%%
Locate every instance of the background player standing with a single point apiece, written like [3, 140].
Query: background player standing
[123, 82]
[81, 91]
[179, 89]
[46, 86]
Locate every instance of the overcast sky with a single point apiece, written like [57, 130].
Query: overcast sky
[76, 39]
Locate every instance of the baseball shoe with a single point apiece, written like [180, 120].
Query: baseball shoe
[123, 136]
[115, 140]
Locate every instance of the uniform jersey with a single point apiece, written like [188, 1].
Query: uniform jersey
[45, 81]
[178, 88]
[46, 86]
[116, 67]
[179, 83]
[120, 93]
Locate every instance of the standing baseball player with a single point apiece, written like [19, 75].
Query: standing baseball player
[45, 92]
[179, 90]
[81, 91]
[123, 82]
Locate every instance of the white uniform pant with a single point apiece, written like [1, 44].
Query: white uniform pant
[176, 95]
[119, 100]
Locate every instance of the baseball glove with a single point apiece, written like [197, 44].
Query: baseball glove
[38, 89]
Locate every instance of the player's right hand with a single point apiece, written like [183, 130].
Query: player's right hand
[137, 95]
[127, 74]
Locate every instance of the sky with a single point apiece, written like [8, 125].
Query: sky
%%
#### What to work on:
Your reply needs to reproduce all of the listing exactly.

#### Finished exercise:
Locate every instance of the background player standing with a single point apiece, written like [3, 140].
Query: background player standing
[123, 82]
[81, 91]
[179, 89]
[46, 86]
Locate every instance of the overcast sky with a single point apiece, written like [57, 130].
Query: overcast sky
[76, 39]
Locate every instance of the baseball shoe with a single point apiece, written like [180, 120].
Query: baseball shoe
[123, 136]
[115, 140]
Locate every instance of the uniform jersey with a single point apiece, written like [188, 1].
Query: uniform jersey
[45, 81]
[178, 88]
[46, 86]
[116, 67]
[179, 83]
[120, 93]
Locate every instance of the standing baseball player with a single point apiece, written like [19, 75].
Query: standing baseball player
[45, 92]
[179, 90]
[81, 91]
[123, 82]
Locate every instance of the white uniform pant with a single point apiece, written like [1, 44].
Query: white uniform pant
[176, 95]
[119, 100]
Locate every instance of the baseball glove with a single point apiece, written like [197, 44].
Query: baseball glove
[38, 89]
Locate every instance of the player's right hand with a single point apiece, written like [183, 130].
Query: player's right hand
[137, 95]
[127, 74]
Locate every instance of the sky with a single point apiece, written like [8, 125].
Query: sky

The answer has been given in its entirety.